めぐろのめばる

目黒川近辺で日本の四季を楽しみ、未来の日本を憂う。
かつての美しい日本と日本人がいかに素晴らしかったかを思う。

トランプの呪縛から逃れられない日本

2017-02-11 17:19:25 | 日本人

安倍総理とトランプ大統領の両首脳会談は、思いの外
和やかに行われていると伝えられていますが、
両者のバックには、両国の国民の思いが託されていて、
その思いに答えられるかで、お互いの自国での価値が決まり
メディアから伝えられるほど、楽観的な物ではないのは
明らかです。

そもそも、昔から、国際交渉と言えば、如何に自国の利益を守り
より多くの目的を達成できるかと言う事であり、伝えられる様に
お互いにWin、Winの状態は非常に難しいのです。
これまで、日米の様々な交渉に於いて、メディアが伝える事は
如何に我が国の利益が大きいか、と言う事は強調されても
その陰に多く隠された、マイナスの部分を報道される事は
少ないのです。

誰しも気になる事に対しては、出来るだけ、良い結果を得ようと
策を練るのですが、それに対する代償がある事を、メディアに
流す事は、ほとんど無いのです。

++++

設問 1.
日米首脳会談の記事に基づき、次の問いに答えよ。
(a) 記事の投稿日時はいつか。
(b) 両首脳会談はどのように行われていると伝えられているか。
(c) 国際交渉において非常に難しいとされているのはどのような状態か。
設問 2.
日米首脳会談の記事本文から、「メディア」という語を含む文をすべて抜き出せ。
設問 3.
日米首脳会談の記事の続きを、最後の文のあとから書け。
このあとのリストは、日米首脳会談の記事とは別の出典に由来する。

提供データ.

++++

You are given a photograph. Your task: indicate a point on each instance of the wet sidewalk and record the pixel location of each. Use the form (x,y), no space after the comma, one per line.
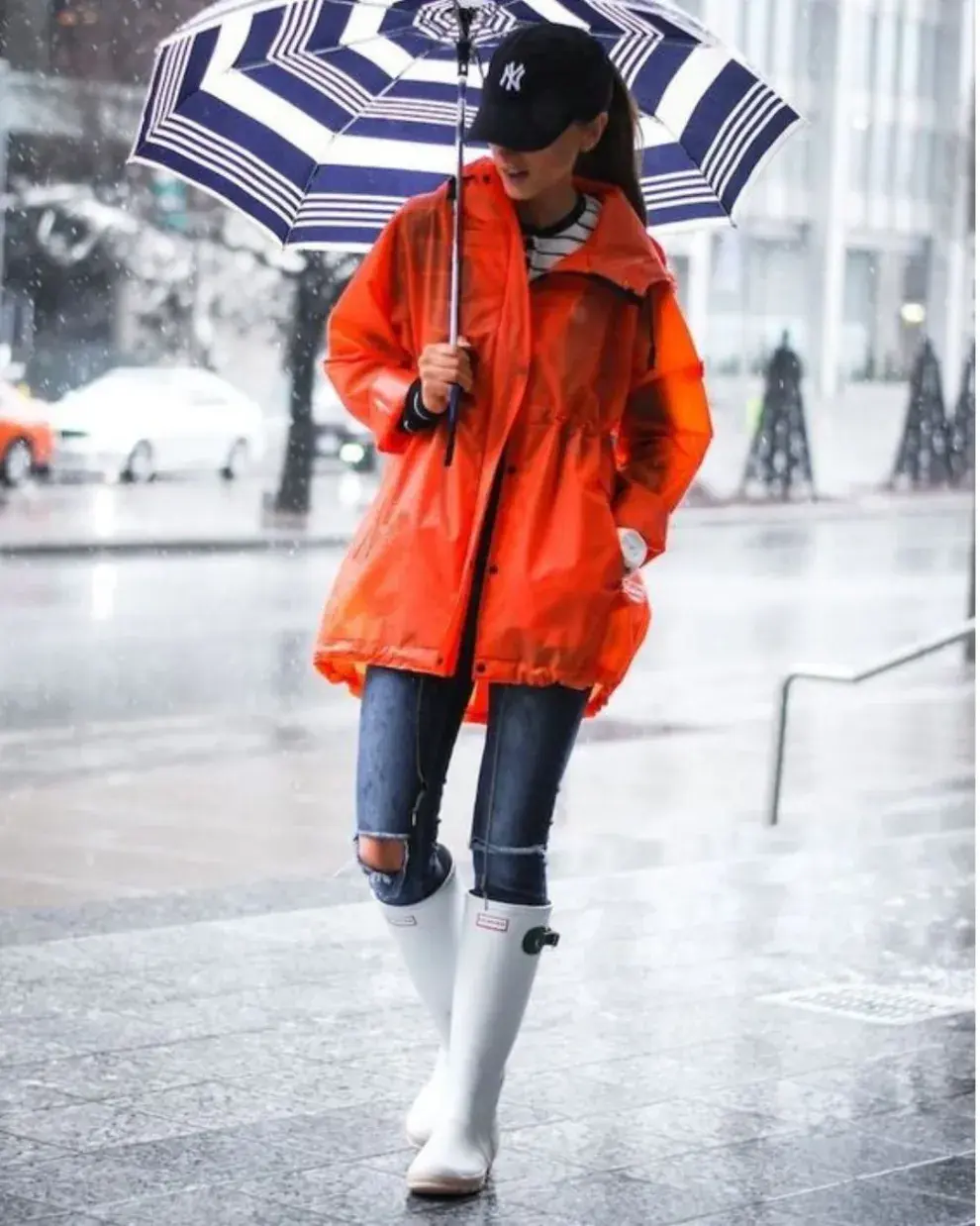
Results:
(181,516)
(777,1040)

++++

解答 1.
(a) 2017-02-11 17:19:25
(b) 思いの外和やかに行われていると伝えられている。
(c) お互いにWin、Winの状態

解答 2.
安倍総理とトランプ大統領の両首脳会談は、思いの外和やかに行われていると伝えられていますが、両者のバックには、両国の国民の思いが託されていて、その思いに答えられるかで、お互いの自国での価値が決まりメディアから伝えられるほど、楽観的な物ではないのは明らかです。
これまで、日米の様々な交渉に於いて、メディアが伝える事は如何に我が国の利益が大きいか、と言う事は強調されてもその陰に多く隠された、マイナスの部分を報道される事は少ないのです。
誰しも気になる事に対しては、出来るだけ、良い結果を得ようと策を練るのですが、それに対する代償がある事を、メディアに流す事は、ほとんど無いのです。

解答 3.
その為、国民の気持ちを荒立たせたり、心配させることは
極力控えるのが通例であり、交渉の後、何年もかけて、次第に
その痛みが、まるでボディブローのように広がって行くのが
これまでの日本社会です。

日米交渉だけでなく、様々な国との交渉は、一般的に公表される
重要事項だけでなく、数知れずの項目があり、一体何を決めたのかと
興味を持って調べない限り、国民が知る事は非常に少ないのです。
中でも、デメリットとなる交渉は、報道に挙げられる事は控えられ
国民が喜ぶ交渉は、大々的に発表されるのが常なのです。

この事は、歴史的に変わらず行われていて、極端な例は、
言わずと知れた、大本営発表です。
トランプの思いがけない友好的な態度に、胸をなでおろしている
方々も多い様ですが、彼は、大統領であるだけでなく、世界的な
商人でもあるのです。
しかも、彼の権限は、軍事力を思うがままに扱えるものです。
つまり、彼は、アメリカ公認の、武器商人と言えるのです。

確かに、パートナーシップを堅持する大切な国として日本を
位置づける様な発言があるようですが、これは、明らかに、
トランプ流のリップサービスに過ぎません。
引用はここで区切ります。